Find unique pairs in list of pairs

You could scan the list from start to end, while maintaining a map of encountered pairs to their first position. Whenever you process a pair, you check to see if you've encountered it before. If that's the case, both the first encounter's index in b and the current encounter's index must be set to False. Otherwise, we just add the current index to the map of encountered pairs and change nothing about b. b will start initially all True. To keep things equivalent wrt [1,2] and [2,1], I'd first simply sort the pair, to obtain a stable representation. The code would look something like this:

def proc(a):
  b = [True] * len(a) # Better way to allocate this
  filter = {}
  idx = 0
  for p in a:
    m = min(p)
    M = max(p)
    pp = (m, M)
    if pp in filter:
      # We've found the element once previously
      # Need to mark both it and the current value as "False"
      # If we encounter pp multiple times, we'll set the initial
      # value to False multiple times, but that's not an issue
      b[filter[pp]] = False
      b[idx] = False
    else:
      # This is the first time we encounter pp, so we just add it
      # to the filter for possible later encounters, but don't affect
      # b at all.
      filter[pp] = idx
    idx++
  return b

The time complexity is O(len(a)) which is good, but the space complexity is also O(len(a)) (for filter), so this might not be so great. Depending on how flexible you are, you can use an approximate filter such as a Bloom filter.

ctr = Counter(frozenset(x) for x in a)
b = [ctr[frozenset(x)] == 1 for x in a]

We can use Counter to get counts of each list (turn list to frozenset to ignore order) and then for each list check if it only appears once.

#-*- coding : utf-8 -*-
a = [[1, 2], [3, 6], [2, 1], [3, 5], [3, 6]]
result = filter(lambda el:(a.count([el[0],el[1]]) + a.count([el[1],el[0]]) == 1),a)
bool_res = [ (a.count([el[0],el[1]]) + a.count([el[1],el[0]]) == 1) for el in a]
print result
print bool_res

wich gives :

[[3, 5]]
[False, False, False, True, False]

Here's a solution with NumPy that 10 times faster than the suggested frozenset solution:

a = numpy.array(a)

DIRECTIVE 1 - Count the lines of the records that contain the string "below", treating uppercase and lowercase as different, and give only the number.
The records have no connection to the thread on finding unique pairs.

LISTING -
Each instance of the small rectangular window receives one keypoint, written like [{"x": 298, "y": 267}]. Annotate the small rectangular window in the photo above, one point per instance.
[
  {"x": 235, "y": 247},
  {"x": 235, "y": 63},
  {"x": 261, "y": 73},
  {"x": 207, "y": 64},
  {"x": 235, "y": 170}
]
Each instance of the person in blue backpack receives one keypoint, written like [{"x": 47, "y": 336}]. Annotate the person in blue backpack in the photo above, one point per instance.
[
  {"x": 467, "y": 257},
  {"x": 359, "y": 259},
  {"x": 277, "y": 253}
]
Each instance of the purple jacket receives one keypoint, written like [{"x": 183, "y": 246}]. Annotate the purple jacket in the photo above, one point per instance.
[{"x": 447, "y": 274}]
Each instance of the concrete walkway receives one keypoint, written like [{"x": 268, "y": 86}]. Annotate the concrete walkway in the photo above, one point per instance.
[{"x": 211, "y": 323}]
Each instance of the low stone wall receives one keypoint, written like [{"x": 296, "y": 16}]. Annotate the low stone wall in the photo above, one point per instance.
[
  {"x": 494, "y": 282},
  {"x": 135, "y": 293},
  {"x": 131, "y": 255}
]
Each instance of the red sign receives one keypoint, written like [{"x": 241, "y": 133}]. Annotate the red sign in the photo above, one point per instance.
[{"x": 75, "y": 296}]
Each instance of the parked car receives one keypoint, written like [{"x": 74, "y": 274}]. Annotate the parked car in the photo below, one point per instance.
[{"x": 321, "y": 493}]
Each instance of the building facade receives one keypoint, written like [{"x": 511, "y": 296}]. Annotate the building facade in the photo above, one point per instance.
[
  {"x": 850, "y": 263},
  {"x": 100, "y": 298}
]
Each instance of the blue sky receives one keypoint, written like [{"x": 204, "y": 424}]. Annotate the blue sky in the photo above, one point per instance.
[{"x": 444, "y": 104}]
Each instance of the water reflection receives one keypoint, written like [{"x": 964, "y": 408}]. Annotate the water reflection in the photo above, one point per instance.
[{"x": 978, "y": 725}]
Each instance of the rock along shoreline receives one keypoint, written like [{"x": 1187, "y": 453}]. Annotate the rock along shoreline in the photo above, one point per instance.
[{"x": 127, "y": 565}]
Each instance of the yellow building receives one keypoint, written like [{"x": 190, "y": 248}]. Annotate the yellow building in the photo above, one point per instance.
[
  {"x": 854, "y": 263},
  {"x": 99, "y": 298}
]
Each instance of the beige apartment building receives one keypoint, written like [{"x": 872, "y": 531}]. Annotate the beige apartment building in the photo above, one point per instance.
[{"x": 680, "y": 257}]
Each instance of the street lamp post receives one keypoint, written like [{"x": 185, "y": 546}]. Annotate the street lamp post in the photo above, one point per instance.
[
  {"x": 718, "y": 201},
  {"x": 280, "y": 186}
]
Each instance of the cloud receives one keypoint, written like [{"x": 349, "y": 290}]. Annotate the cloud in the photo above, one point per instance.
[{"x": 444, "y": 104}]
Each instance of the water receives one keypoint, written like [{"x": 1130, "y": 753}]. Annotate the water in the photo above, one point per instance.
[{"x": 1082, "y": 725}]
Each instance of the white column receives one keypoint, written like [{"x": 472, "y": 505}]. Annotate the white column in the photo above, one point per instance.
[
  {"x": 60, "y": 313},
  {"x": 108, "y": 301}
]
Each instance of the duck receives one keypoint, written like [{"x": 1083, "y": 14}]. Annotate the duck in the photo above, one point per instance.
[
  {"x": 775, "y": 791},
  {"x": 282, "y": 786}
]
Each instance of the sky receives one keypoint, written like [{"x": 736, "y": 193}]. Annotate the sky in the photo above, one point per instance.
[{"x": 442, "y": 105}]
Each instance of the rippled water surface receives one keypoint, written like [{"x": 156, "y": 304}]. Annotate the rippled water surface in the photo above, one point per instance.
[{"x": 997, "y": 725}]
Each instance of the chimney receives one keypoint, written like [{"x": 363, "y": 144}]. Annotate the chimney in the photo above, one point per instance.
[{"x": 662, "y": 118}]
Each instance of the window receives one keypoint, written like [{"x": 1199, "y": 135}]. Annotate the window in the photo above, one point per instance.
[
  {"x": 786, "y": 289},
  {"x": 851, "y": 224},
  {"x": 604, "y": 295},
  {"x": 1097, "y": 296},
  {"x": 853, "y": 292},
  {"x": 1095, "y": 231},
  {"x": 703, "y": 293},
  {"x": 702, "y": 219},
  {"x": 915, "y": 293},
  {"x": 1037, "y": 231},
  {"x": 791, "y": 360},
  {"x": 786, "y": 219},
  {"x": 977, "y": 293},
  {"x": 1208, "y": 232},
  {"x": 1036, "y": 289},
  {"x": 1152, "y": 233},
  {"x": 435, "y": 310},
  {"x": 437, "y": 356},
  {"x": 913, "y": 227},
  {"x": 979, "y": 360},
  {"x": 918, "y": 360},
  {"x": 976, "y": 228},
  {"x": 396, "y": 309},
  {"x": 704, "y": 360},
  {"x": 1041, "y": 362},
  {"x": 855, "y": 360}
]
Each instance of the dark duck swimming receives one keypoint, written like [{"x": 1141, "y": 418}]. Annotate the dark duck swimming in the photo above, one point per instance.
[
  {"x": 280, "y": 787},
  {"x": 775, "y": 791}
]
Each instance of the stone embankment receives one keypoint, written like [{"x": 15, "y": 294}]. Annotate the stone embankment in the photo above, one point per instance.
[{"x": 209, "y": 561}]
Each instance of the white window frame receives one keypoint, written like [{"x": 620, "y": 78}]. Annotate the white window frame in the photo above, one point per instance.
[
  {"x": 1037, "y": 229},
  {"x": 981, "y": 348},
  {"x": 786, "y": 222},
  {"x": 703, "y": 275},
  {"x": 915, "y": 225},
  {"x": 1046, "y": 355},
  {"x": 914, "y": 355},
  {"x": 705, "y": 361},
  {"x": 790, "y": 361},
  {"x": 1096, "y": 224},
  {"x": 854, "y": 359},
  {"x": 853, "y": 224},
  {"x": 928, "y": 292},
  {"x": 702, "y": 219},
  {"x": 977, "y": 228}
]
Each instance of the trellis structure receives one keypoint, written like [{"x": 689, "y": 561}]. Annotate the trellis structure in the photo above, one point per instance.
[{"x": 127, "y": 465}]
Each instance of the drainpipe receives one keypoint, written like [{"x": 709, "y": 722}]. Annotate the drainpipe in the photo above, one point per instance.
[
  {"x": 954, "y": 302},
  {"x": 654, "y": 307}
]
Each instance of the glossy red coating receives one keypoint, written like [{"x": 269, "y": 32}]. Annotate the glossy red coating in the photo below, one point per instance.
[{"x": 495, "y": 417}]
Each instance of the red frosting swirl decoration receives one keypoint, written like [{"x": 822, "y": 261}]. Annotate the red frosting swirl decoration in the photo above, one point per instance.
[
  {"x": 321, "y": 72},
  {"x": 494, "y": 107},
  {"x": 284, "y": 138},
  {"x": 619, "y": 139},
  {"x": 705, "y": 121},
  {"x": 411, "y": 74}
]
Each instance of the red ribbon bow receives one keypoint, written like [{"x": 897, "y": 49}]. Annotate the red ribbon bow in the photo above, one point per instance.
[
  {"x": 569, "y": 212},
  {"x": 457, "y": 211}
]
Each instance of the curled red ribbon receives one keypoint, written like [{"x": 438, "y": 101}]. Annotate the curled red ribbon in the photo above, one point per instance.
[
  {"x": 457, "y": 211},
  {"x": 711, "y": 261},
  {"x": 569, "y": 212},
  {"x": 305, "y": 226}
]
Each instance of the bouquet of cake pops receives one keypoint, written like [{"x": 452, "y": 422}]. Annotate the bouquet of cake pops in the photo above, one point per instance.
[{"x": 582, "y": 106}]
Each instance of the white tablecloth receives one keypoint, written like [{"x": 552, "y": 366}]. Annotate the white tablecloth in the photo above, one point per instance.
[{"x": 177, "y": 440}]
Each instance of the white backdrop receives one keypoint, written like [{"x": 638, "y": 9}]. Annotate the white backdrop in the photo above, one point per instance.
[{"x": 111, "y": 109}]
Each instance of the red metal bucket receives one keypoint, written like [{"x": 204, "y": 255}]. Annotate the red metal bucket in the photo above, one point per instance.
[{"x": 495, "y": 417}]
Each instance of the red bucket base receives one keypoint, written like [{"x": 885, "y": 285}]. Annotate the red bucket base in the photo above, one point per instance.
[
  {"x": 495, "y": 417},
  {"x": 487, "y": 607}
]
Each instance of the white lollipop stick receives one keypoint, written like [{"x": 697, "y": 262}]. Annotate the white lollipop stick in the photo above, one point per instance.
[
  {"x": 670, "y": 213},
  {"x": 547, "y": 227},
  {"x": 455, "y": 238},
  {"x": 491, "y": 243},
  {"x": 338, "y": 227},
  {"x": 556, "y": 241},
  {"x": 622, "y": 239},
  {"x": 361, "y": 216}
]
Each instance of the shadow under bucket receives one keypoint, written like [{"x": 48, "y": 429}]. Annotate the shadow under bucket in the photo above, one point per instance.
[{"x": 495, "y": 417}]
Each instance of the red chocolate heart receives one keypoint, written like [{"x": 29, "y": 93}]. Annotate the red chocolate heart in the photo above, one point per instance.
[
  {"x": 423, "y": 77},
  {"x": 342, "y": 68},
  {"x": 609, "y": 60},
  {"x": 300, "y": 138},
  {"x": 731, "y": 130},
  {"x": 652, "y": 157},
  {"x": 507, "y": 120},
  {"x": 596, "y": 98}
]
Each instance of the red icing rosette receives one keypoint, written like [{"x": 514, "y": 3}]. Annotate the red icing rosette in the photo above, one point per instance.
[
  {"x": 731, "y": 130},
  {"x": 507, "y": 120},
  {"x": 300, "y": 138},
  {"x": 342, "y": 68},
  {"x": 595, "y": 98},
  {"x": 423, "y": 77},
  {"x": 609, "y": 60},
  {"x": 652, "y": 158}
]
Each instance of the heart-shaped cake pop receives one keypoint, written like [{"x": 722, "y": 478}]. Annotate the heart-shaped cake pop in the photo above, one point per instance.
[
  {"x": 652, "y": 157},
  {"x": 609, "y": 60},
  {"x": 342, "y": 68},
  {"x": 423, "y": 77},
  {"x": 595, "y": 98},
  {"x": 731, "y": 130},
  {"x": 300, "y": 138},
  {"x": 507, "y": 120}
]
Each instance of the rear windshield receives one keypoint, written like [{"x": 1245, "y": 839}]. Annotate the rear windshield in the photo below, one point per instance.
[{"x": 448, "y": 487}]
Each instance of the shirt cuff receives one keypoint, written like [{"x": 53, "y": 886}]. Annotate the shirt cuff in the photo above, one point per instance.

DIRECTIVE 2 - Transcribe the thread on finding unique pairs word for word, everything from "# If we encounter" down to "a Bloom filter.".

TASK RESULT 1 - 3

TASK RESULT 2 -
# If we encounter pp multiple times, we'll set the initial
      # value to False multiple times, but that's not an issue
      b[filter[pp]] = False
      b[idx] = False
    else:
      # This is the first time we encounter pp, so we just add it
      # to the filter for possible later encounters, but don't affect
      # b at all.
      filter[pp] = idx
    idx++
  return b

The time complexity is O(len(a)) which is good, but the space complexity is also O(len(a)) (for filter), so this might not be so great. Depending on how flexible you are, you can use an approximate filter such as a Bloom filter.